The equals() method is both well defined and unclear in Java. It is well-defined in that it specifies exactly how the check for equal must work. They must be reflexive, symmetric, transitive, consistent and handle null.

However the equals() is also unclear. The Javadoc says that the method "Indicates whether some other object is "equal to" this one". Note the "equal to" part is in quotes. The key here is that it does not define how the equality should be determined. There are three standard choices:

  • the identity of the object (==), which is the default inherited from Object
  • the entire observable state of the object, such that if two objects are equal then one is substitutable for the other in other parts of the application
  • some subset of the information that makes logical sense to check equals on, such as an ID

The compareTo() method

The Comparable interface defines the concept of comparability. The Javadoc specifies that it "imposes a total ordering on the objects of each class that implements it".

Classes that implement Comparable have a natural ordering and can be sorted easily and used in collections like TreeSet and TreeMap without a separate Comparator.

The interface is well-defined, in that it specifies that the implementation must ensure a form of symmetry and transitive behaviour, just like equals(). It does not specify exactly how the comparison should be made, but defines the concept of consistency with equals.

Consistent/Inconsistent with equals

The Comparable interface says the following:

The natural ordering for a class C is said to be consistent with equals if and only if e1.compareTo(e2) == 0 has the same boolean value as e1.equals(e2) for every e1 and e2 of class C.

Basically, this requires that the concept of equals defined by compareTo is the same as that defined by equals() (apart from nulls). This is at first glance a simple requirement but, as I'm going to discuss, it has complications.

This kind of definition is especially useful when considering operator overloading. If we consider a Java-like language where == is not object identity, but comparison using a method, and the greater-than/less-than operators are also available the question is what method to call. Greater-than/less-than would in this Java-like language naturally be based on compareTo() and == would call equals().

  // our new Java-like language
  if (a < b) return "Less";      // translation ignoring nulls: if (a.compareTo(b) < 0)
  if (a > b) return "Greater";   // translation ignoring nulls: if (a.compareTo(b) > 0)
  if (a == b) return "Equal";    // translation ignoring nulls: if (a.equals(b))
  throw new Exception("Impossible assuming no nulls?");

But if compareTo() is "inconsistent with equals" then this code can throw the exception, because a.compareTo(b) can return zero when a.equals(b) is false.

Other problems can occur in collections like TreeMap:

  // Foo class is "inconsistent with equals"
  assert foo1.equals(foo2) == false;
  assert foo1.compareTo(foo2) == 0;
  TreeMap<Foo, String> map = ...
  map.put(foo1, "a");
  map.put(foo2, "b");

Here the two objects are not equal using equals() but are equal using compareTo(). In this case, the map will have size one, not size two!

Because of the problems with being "inconsistent with equals", the Javadoc says It is strongly recommended (though not required) that natural orderings be consistent with equals.

REQUIREMENT —
Continue the piece on equals() and compareTo() in Java from the point where it stops.

MATERIAL PROVIDED —

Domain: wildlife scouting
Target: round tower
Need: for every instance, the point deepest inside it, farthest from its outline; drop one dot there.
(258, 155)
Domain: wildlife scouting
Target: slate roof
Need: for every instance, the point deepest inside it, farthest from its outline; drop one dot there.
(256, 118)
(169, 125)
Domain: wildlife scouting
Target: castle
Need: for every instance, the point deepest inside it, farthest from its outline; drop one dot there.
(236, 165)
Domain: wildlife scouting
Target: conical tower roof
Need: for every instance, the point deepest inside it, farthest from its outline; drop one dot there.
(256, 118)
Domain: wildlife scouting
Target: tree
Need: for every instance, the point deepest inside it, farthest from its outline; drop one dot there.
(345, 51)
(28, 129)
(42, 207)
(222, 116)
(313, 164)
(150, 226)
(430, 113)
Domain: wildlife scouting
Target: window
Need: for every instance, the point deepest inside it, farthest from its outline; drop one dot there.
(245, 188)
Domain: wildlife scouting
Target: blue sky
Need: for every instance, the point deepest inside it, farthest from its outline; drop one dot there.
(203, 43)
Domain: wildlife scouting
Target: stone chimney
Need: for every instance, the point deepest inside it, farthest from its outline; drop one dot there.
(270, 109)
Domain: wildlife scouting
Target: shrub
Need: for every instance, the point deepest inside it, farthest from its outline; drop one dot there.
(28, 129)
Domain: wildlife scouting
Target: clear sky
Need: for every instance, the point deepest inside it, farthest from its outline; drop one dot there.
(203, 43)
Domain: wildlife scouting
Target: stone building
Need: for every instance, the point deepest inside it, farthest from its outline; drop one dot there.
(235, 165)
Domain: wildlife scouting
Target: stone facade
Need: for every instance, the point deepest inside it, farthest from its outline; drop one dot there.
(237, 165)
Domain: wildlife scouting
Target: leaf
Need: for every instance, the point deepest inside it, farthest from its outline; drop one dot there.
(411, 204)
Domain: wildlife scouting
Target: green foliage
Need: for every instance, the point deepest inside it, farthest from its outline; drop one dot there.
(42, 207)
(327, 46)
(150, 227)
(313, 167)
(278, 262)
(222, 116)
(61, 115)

ANSWER TO THIS PROBLEM —
Many JDK classes implementing Comparable do so in a manner "consistent with equals". These include Byte, Short, Integer, Long, Character and String.

Some others are more interesting:

  • BigDecimal - well-known to be "inconsistent with equals", as 4.00 is not equal to 4.0, but do compare the same
  • Double/Float - provides an explicit sort order and equals check for positive and negative zero and NaN to ensure compareTo is "consistent with equals"
  • CharSet - based on the ID/name. equals is case-senstitive, while compareTo is not, although as the names are normalized it tends not to matter - dubiously "consistent"
  • *Buffer (nio) - based on remaining content of the buffer. equals and compareTo appear to be "consistent" under my testing
  • Rdn (ldap) - based on the normalized form of the state, thus is "consistent with equals"
  • ObjectStreamField (serialization) - based on the name, but with primitives sorted first. equals is not overriden, so is "inconsistent with equals"
  • ObjectName (jmx) - equals based on the canonical name, compareTo defined as "not completely specified but is intended to be such that a sorted list of ObjectNames will appear in an order that is convenient for a person to read"! "inconsistent with equals"
  • FileTime (io) - implements equals using compareTo, definitely "consistent with equals"
  • File (io) - OS-specific, implements equals using compareTo, definitely "consistent with equals"
  • URI - source code appears to be "consistent with equals"
  • UUID - source code for equals includes variant that compareTo doesn't, but it appears to be unessesary code with no effect such that it is "consistent with equals"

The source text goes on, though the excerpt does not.